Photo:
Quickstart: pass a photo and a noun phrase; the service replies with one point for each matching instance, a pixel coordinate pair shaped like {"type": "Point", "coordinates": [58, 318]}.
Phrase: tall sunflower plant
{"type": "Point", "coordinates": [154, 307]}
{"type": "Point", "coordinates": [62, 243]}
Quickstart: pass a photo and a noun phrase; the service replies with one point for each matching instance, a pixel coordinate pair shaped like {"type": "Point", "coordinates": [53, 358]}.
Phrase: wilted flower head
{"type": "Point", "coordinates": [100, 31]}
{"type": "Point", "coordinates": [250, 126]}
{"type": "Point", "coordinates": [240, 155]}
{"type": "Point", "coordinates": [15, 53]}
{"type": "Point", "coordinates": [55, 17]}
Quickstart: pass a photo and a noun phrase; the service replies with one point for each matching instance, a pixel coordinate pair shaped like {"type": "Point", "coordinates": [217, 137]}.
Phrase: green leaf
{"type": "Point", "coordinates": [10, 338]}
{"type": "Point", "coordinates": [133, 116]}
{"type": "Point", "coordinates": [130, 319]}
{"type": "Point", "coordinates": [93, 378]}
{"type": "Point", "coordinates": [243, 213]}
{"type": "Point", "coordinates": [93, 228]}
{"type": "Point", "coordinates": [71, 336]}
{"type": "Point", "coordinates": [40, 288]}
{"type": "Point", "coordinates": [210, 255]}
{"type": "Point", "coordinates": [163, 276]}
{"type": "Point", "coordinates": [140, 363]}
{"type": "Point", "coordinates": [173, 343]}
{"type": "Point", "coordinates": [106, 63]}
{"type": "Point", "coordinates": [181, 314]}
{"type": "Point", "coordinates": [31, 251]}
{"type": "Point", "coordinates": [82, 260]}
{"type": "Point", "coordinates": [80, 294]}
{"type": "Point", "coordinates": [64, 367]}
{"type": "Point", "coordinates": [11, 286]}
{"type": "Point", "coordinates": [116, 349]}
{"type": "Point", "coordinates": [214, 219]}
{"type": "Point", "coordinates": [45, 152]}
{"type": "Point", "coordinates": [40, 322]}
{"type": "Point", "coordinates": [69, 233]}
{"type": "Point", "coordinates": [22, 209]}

════════════════════

» Aim:
Copy out the material above in its entirety. Every detail must match.

» Correct answer:
Photo:
Quickstart: pass a photo and a noun phrase; the service replies with one point for each matching instance, a pixel coordinate pair shaped like {"type": "Point", "coordinates": [58, 318]}.
Phrase: tall sunflower plant
{"type": "Point", "coordinates": [154, 307]}
{"type": "Point", "coordinates": [62, 243]}
Quickstart: pass a photo and a noun phrase; the service replies with one point for each matching instance, a pixel coordinate pair shaped like {"type": "Point", "coordinates": [53, 358]}.
Phrase: wilted flower head
{"type": "Point", "coordinates": [100, 31]}
{"type": "Point", "coordinates": [250, 126]}
{"type": "Point", "coordinates": [240, 155]}
{"type": "Point", "coordinates": [15, 53]}
{"type": "Point", "coordinates": [55, 17]}
Quickstart: pass a photo and a noun phrase; the service replies with one point for each matching instance, a pixel coordinate pair shaped like {"type": "Point", "coordinates": [217, 137]}.
Phrase: green leaf
{"type": "Point", "coordinates": [10, 338]}
{"type": "Point", "coordinates": [133, 116]}
{"type": "Point", "coordinates": [130, 319]}
{"type": "Point", "coordinates": [93, 378]}
{"type": "Point", "coordinates": [243, 213]}
{"type": "Point", "coordinates": [93, 228]}
{"type": "Point", "coordinates": [71, 336]}
{"type": "Point", "coordinates": [40, 288]}
{"type": "Point", "coordinates": [210, 255]}
{"type": "Point", "coordinates": [163, 276]}
{"type": "Point", "coordinates": [140, 363]}
{"type": "Point", "coordinates": [173, 343]}
{"type": "Point", "coordinates": [106, 63]}
{"type": "Point", "coordinates": [181, 314]}
{"type": "Point", "coordinates": [31, 251]}
{"type": "Point", "coordinates": [82, 260]}
{"type": "Point", "coordinates": [80, 294]}
{"type": "Point", "coordinates": [64, 367]}
{"type": "Point", "coordinates": [11, 286]}
{"type": "Point", "coordinates": [116, 349]}
{"type": "Point", "coordinates": [214, 219]}
{"type": "Point", "coordinates": [45, 152]}
{"type": "Point", "coordinates": [40, 322]}
{"type": "Point", "coordinates": [69, 233]}
{"type": "Point", "coordinates": [22, 209]}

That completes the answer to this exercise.